Charge Pump For Gravity Gas Separator of Well Pump

Cross Reference to Related Application

This application claims priority to U.S. Provisional Application S.N. 62/109,953, filed January 30, 2015 and U.S. Non-Provisional Application S.N. 14/984,623, filed December 30, 2015, the full disclosure of which is hereby incorporated by reference herein for all purposes.

Field of the Disclosure

This disclosure relates in general to hydrocarbon well pumps and in particular to an assembly that includes a charging pump to deliver well fluid to a gravity gas separator prior to the well fluid reaching an intake of the main lift pump.

Background

Electrical submersible pumps (ESP) are often employed to pump well fluid from wells. A typical ESP includes a rotary pump driven by an electrical motor. Normally, the ESP is suspended in the well on a string of production tubing. A seal section, usually located between the motor and the pump, has a movable element to reduce a pressure differential between the well fluid exterior of the motor and motor lubricant contained in the motor. The pump may be a centrifugal pump having a plurality of stages, each stage having an impeller and a diffuser.
□ □ □ □ □
Task brief.
Quote the patent excerpt on the well pump charge pump word for word, from "This application claims" up to and including "for all purposes.".
□ □ □ □ □
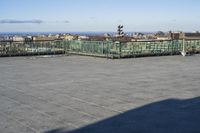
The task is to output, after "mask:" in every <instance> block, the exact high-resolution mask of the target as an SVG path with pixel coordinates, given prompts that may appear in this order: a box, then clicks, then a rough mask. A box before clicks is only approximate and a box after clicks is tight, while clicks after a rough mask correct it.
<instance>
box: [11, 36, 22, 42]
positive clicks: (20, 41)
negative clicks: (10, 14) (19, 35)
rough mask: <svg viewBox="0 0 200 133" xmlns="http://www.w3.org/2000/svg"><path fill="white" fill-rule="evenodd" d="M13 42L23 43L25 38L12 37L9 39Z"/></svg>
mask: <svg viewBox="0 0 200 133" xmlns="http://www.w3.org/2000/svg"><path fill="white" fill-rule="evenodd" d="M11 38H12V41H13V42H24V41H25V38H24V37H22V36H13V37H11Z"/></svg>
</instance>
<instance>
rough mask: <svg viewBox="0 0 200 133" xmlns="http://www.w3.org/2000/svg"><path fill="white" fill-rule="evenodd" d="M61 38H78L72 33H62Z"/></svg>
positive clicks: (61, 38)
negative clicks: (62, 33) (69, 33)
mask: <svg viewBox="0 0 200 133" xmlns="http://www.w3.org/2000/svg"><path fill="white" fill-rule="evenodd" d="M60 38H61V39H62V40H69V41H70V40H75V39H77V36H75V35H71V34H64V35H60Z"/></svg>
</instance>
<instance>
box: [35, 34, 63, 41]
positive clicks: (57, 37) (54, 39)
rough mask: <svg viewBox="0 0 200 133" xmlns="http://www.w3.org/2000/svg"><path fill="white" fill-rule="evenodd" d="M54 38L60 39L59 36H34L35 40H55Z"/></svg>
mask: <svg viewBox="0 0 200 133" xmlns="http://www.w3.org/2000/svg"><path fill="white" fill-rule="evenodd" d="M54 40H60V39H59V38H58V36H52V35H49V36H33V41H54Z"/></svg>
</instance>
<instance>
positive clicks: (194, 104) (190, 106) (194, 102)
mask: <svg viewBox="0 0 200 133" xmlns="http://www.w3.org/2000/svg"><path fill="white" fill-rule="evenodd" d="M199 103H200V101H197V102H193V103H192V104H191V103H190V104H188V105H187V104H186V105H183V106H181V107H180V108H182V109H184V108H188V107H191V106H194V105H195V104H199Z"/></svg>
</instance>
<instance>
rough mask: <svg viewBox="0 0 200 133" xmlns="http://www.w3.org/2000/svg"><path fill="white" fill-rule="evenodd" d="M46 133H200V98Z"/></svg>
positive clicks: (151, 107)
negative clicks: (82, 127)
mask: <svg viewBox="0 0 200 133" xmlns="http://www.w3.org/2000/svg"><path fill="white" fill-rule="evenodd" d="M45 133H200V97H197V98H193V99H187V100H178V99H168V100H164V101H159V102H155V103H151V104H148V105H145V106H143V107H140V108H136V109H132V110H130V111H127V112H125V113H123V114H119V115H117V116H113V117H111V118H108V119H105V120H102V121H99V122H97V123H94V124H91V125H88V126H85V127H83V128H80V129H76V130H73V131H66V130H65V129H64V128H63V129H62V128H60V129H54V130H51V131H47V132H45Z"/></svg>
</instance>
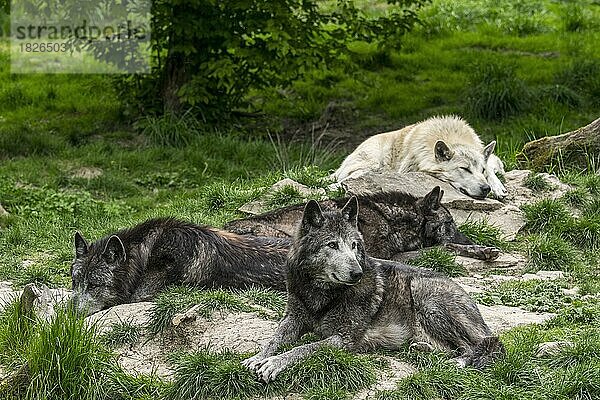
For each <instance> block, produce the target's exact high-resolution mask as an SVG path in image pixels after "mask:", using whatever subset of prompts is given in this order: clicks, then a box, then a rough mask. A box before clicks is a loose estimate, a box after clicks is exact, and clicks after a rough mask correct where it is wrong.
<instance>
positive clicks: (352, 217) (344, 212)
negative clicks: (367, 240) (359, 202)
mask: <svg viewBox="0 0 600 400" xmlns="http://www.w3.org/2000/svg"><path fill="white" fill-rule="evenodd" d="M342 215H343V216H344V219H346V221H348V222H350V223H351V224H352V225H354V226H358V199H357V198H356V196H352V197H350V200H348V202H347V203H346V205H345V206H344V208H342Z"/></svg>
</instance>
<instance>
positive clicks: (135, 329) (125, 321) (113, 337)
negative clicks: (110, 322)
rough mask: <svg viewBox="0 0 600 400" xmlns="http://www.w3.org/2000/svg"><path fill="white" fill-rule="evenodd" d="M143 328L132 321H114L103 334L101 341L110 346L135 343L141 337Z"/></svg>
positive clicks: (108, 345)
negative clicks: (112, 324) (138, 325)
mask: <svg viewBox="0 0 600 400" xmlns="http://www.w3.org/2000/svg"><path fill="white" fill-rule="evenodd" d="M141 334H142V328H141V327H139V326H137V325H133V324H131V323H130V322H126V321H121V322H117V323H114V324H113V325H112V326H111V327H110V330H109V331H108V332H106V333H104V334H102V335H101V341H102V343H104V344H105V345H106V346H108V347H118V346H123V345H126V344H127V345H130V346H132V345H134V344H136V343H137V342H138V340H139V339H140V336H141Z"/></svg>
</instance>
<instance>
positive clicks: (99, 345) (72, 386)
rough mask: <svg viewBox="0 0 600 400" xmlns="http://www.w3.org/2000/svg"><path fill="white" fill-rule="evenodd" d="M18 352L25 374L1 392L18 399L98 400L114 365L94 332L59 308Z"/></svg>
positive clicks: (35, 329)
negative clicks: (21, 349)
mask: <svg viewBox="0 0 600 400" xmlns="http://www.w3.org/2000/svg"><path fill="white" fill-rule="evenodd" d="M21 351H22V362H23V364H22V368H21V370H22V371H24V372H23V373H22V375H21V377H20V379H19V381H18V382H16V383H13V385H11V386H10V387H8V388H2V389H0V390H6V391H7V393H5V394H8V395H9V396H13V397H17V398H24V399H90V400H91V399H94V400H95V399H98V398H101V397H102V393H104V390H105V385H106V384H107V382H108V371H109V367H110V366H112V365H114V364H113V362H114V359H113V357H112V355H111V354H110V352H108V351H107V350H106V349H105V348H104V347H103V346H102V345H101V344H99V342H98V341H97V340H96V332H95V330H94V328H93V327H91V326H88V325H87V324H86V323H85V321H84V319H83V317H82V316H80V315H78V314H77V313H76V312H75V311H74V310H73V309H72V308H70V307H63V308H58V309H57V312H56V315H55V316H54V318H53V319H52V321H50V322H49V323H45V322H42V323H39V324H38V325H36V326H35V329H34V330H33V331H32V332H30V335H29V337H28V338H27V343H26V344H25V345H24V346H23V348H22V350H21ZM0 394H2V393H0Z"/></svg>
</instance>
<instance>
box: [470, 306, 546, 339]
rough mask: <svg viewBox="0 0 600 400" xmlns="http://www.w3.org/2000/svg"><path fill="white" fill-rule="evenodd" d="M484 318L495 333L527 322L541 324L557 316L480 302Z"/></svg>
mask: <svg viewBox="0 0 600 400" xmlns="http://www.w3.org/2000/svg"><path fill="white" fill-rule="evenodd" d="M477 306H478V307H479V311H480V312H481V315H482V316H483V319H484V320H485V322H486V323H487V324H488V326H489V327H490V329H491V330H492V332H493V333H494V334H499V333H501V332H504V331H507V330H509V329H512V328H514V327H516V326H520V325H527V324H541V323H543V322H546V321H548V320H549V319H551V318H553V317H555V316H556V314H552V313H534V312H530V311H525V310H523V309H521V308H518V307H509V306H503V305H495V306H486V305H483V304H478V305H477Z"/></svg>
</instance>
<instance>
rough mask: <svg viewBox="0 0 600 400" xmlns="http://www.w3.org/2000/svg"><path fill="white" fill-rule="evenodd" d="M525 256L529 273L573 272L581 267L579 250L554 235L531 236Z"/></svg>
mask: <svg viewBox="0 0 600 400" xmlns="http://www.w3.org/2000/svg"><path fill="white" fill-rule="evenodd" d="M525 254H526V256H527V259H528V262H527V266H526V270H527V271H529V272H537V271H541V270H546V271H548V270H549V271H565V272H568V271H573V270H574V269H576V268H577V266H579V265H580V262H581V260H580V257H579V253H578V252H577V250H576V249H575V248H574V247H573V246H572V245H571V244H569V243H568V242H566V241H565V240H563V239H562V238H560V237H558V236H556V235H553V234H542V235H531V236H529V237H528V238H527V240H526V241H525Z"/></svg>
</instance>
□ □ □ □ □
Task response.
This application claims priority to U.S. Provisional Application S.N. 62/109,953, filed January 30, 2015 and U.S. Non-Provisional Application S.N. 14/984,623, filed December 30, 2015, the full disclosure of which is hereby incorporated by reference herein for all purposes.